* Extrait de page:
Je suis loin d'être le seul dans ce cas et les enseignants sont en première ligne. Force est de constater à la lecture des différents guides émis pour les conduites à tenir en période de confinement que cela ne va pas être simple et que la moindre action, le moindre geste devient vite un casse-tête.

Avant tout va se poser la question de la responsabilité.

Si un enfant ou plusieurs enfants sont infectés bien que nous ayons pris toutes les mesures de prévention possibles, que va-t-il se passer ? Certes des dispositions visent à atténuer quelque peu ce risque, hormis entre autres en cas de mise en danger d'autrui, de négligence ou d'imprudence, mais cela reste à l'appréciation du juge.

En temps normal, il est déjà difficile voire impossible de gérer un groupe d'enfants avec un taux de réussite de 100% alors je doute que la peur du virus annihile complètement des gestes familiers, habituels. Même nous, adultes, sommes susceptibles de faire nombre d'erreurs tout simplement machinalement. Sera ensuite jugé ce qui relève de la néglicence ou de l'imprudence, voire souvent de "la faute à pas de chance", mais je doute que ce dernier concept ait une quelconque possibilité d'existence en matière de justice. On se souvient tristement de "l'affaire de la frite de 2008" où une cliente a attaqué un fast-food pour avoir glissé sur une frite. Certes, l'établissement a depuis été reconnu non coupable mais je doute que qui ce soit actuellement ait envie de se retrouver au coeur d'un procès pour mise en danger de la vie d'autrui, quand bien même toutes les précautions auraient été prises...

Bref, la simple lecture du dispositif à mettre en place pour les récréations à l'école m'a fait penser à un de ces algorithmes que l'on pond après des heures de réflexion en se disant que l'on tient la "solution" avant de se replonger dedans et de laisser tomber. Nul doute qu'il est carré, pensé mais qu'il ne se confronte pas à la variable principale constituée par les enfants. Je ne prétends donc pas pour ma part apporter de solutions miracles mais donner quelques pistes dans un univers où le risque aura faibli et en tablant sur le fait que les enfants (et les adultes) sauront le respecter. Ils en sont capables mais tout comme nous ils sont faillibles.

* Enregistrements fournis:
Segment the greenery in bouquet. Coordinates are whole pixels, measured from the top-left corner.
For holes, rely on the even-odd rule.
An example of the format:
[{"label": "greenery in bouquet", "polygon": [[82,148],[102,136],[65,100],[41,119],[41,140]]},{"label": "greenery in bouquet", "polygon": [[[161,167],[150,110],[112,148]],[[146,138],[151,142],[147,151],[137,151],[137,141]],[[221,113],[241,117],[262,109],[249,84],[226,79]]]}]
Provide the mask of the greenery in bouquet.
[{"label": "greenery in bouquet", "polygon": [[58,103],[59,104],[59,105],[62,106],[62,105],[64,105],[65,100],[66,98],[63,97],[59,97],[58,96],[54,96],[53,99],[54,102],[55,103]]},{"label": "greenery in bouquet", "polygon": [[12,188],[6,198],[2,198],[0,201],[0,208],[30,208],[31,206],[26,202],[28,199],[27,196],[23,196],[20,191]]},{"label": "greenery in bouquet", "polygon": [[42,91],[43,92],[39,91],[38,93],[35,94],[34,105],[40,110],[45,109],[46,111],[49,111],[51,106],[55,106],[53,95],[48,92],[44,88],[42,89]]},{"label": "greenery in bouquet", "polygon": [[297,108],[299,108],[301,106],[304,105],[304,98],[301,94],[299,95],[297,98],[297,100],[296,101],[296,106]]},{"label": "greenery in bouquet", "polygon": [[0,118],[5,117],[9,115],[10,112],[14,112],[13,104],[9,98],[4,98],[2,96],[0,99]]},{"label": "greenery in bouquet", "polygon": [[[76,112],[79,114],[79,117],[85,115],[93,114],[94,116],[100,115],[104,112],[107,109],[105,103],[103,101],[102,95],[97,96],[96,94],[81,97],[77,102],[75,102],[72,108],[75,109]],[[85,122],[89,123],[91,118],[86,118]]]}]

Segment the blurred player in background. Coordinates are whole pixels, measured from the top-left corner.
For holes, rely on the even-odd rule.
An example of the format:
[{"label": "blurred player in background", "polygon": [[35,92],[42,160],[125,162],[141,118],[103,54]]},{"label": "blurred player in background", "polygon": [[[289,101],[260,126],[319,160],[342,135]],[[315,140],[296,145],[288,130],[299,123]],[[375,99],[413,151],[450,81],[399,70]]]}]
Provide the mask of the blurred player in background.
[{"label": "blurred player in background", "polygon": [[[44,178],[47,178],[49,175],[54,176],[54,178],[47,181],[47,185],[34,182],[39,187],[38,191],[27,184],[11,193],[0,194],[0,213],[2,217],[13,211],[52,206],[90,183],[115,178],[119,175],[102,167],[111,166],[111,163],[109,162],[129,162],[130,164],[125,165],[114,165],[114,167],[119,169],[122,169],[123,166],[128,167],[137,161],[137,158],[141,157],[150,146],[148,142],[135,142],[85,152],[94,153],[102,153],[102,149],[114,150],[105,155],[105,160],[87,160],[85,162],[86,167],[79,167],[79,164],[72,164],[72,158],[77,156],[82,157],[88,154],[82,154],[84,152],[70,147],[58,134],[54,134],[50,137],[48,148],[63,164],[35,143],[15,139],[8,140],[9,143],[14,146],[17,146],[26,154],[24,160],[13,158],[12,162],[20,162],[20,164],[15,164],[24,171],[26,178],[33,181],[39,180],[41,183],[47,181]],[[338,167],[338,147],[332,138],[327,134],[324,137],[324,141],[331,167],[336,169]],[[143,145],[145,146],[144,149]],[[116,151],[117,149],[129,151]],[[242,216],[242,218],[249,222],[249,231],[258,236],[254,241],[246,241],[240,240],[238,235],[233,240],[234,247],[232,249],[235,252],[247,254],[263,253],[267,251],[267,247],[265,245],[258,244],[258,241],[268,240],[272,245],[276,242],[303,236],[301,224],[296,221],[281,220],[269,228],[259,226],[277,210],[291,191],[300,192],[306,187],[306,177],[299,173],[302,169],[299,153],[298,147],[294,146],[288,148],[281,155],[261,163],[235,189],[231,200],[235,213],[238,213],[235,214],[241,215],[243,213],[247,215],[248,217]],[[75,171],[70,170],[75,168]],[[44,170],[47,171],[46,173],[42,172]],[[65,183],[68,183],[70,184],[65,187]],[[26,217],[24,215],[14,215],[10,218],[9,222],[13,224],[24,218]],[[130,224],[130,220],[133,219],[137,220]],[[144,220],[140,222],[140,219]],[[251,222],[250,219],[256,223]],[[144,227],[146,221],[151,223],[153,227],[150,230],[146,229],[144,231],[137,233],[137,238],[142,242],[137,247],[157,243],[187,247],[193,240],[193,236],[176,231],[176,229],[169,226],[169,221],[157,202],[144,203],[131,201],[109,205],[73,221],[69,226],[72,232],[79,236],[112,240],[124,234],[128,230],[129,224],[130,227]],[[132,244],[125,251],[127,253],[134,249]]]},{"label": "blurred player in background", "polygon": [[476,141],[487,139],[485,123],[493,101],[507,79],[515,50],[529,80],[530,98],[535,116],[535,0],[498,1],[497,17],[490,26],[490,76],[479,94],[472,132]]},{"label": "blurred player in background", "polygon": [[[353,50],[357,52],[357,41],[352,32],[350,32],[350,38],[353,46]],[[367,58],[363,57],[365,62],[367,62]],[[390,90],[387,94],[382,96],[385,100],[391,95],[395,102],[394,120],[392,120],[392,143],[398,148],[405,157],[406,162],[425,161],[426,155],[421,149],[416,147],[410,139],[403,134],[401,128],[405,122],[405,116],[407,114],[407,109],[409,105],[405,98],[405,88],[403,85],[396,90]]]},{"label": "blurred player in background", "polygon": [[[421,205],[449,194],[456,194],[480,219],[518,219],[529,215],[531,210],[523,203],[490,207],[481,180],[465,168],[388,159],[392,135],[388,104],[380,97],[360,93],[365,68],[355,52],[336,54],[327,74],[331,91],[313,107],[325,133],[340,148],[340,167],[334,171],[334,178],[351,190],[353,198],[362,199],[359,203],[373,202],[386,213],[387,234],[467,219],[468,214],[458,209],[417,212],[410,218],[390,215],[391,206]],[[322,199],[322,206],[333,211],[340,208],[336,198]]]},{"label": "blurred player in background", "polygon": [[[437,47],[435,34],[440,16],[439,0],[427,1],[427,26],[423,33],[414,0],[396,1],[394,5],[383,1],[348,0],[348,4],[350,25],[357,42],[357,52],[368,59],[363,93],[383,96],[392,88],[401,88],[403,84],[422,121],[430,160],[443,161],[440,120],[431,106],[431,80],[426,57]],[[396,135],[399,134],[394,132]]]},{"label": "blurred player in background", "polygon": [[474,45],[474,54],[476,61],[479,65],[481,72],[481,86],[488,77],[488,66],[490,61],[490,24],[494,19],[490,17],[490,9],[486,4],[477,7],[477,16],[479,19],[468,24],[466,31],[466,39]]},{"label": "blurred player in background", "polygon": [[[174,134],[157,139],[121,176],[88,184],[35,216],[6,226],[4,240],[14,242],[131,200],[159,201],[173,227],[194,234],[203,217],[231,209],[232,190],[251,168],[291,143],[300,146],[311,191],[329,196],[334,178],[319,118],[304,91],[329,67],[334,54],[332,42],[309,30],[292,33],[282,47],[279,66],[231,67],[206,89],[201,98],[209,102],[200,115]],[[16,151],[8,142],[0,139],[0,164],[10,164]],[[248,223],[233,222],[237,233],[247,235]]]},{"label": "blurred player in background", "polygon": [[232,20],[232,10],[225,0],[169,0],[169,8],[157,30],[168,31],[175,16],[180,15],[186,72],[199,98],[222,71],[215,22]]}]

* Consigne: Rédigez la suite de l'extrait sur la responsabilité des enseignants face au virus à l'école, à partir de sa dernière phrase. Les enregistrements proviennent d'une autre source que l'extrait.

* Réponse:
Je vous propose donc ici ce qui sera ma feuille de route qui mérite certes d'être améliorée au fil du temps et des expériences.

Primo, adoptez le mode "sécurité - parano" ! Il ne s'agit pas d'être pessimiste mais de questionner sans cesse vos décisions. Mon leitmotiv sera la célèbre question "et si ?". Je compte tout planifier au maximum mais le "et si ?" me permettra d'envisager tous les cas de figure possibles et les attitudes à adopter.

Ensuite, pour l'accueil, pas de bonjour à la cantonnade : j'adopte le salut japonais pour donner un semblant de rituel au démarrage. Cela permettra d'initier les enfants à cette méthode pour se dire bonjour et ainsi faciliter la distanciation sociale. Au sol, le chatterton sera mon ami pour réaliser des zones distinctes et établir des parcours dans la salle. Chacun aura en effet son espace privilégié afin de faire respecter la distanciation. Et vous l'aurez deviné : un ordinateur = un enfant.

Ensuite, adoption d'un système tout bête, un peu contraignant au début, mais qui finit par devenir machinal par la suite dans la manipulation des objets : avec ou sans gants (histoire que cela devienne une habitude), la main utilisée habituellement le plus courrament devient la main "saine" et l'autre la main qui peut "prendre des risques". Je l'ai expérimenté durant le confinement. Cela permet d'avoir sans cesse une main apte à ouvrir une porte, prendre une bouteille de gel hydroalcoolique... Le fait de devoir surveiller la main la plus utilisée habituellement selon que l'on est droitier ou gaucher permet de garder le cerveau en alerte et d'éviter des gestes trop machinaux.

Sur le plan du contenu, n'envisagez que des activités simples à gérer et que vous connaissez quasiment par coeur, ceci afin d'éliminer tous les problèmes techniques pouvant survenir et que l'on peut se permettre en temps normal. Cela évite de se retrouver dans des situations inconnues et de faire des erreurs. N'hésitez pas à mâcher quelque peu le travail, idem de manière à éviter des situations complexes à gérer.

De même, ne prévoyez l'utilisation que de ressources faciles à obtenir et ne posant pas de problèmes de sécurité. Adieu la pâte à modeler par exemple car il n'est pas question qu'elle passe de mains en mains... J'ai vu suffisamment de batailles de pâte à modeler pour pouvoir évaluer le risque que cette matière peut faire courir. Et puis une boule de pâte qui traîne, c'est tellement tentant... Que celui ou celle qui a levé la main dans le fond de la salle et m'a rétorqué "Oui, mais avec de la discipline on peut toujours..." veuille bien me dire depuis quand il ou elle n'a pas travaillé avec des enfants. :-)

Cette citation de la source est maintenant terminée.